▶ _What is asked_: According to the passage on lynching in Georgia, in which year did lethal mob violence in the state peak?

▶ _Passage given_:
Between 1882 and 1930 the American South experienced an epidemic of fatal mob violence that produced more than 3,000 victims, the vast majority of whom were African Americans. More than 450 documented lynchings occurred in Georgia alone. Lynching refers to the illegal killing of a person by a group of others. It does not refer to the method of killing. Lynching victims were murdered by being hanged, shot, burned, drowned, dismembered, or dragged to death.

Frequency

Georgia’s toll of 458 lynch victims was exceeded only by Mississippi’s toll of 538. During the 1880s and 1890s, instances of lethal mob violence increased steadily, peaking in 1899 when twenty-seven Georgians fell victim to lynch mobs. Between 1890 and 1900 Georgia averaged more than one mob killing per month.

The frequency of mob violence declined somewhat in the first decade of the twentieth century, but by 1911 lynch mobs again were active, killing nineteen Georgians. After another peak year in 1919, the trend of violence was distinctly downward, and in three years (1927-29) no victims were reported. Although later years would see lynch violence recurring sporadically, the heyday of the lynch mob in Georgia was over by 1930.

The Victims

Of Georgia’s victims of lynch mob “justice,” the overwhelming majority (95 percent) were Black, and they were murdered primarily, although not exclusively, by white mobs. There is some evidence that 12 of the 435 African American victims were murdered by Black or mixed-race mobs. There is also evidence that less than 5 percent of Georgia’s victims were white, but none of those were victims of Black mobs. Georgia’s lynch violence almost always consisted of white mobs killing Black men.

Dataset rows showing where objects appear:
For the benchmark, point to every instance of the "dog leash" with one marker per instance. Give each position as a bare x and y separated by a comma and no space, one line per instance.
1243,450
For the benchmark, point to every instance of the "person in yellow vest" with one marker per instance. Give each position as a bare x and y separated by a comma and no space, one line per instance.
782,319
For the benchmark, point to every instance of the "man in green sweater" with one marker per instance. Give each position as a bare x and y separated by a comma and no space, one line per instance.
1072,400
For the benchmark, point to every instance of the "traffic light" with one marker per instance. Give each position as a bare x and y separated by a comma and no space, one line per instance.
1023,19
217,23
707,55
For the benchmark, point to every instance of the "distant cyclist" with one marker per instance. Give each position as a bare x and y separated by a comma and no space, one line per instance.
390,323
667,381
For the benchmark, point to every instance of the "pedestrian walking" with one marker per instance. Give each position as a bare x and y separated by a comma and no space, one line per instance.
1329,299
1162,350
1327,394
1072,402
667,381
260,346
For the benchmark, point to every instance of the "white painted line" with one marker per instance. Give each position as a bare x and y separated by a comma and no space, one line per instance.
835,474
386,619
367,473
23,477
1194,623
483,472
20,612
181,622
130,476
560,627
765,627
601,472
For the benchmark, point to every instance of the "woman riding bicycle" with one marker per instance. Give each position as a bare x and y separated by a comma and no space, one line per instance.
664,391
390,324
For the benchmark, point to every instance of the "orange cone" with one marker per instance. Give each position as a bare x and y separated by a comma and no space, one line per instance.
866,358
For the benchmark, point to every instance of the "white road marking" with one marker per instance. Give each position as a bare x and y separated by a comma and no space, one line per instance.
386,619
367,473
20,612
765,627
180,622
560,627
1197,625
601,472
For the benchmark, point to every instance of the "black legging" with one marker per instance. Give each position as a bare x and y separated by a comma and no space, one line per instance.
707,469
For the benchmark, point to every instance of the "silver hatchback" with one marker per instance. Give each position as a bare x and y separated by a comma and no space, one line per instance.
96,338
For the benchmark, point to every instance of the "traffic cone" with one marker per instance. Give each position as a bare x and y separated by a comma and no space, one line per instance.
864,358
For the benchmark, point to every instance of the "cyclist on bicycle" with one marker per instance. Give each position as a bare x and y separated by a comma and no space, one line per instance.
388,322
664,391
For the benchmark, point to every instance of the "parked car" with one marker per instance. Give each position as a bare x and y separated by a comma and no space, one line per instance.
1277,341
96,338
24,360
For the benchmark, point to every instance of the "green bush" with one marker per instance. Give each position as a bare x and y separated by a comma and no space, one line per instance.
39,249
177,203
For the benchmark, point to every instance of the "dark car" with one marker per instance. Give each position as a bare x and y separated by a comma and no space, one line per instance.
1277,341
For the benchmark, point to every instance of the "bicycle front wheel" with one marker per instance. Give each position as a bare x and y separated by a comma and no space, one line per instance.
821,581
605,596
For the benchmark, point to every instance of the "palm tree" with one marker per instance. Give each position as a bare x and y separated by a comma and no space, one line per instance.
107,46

▶ _The output_: 1899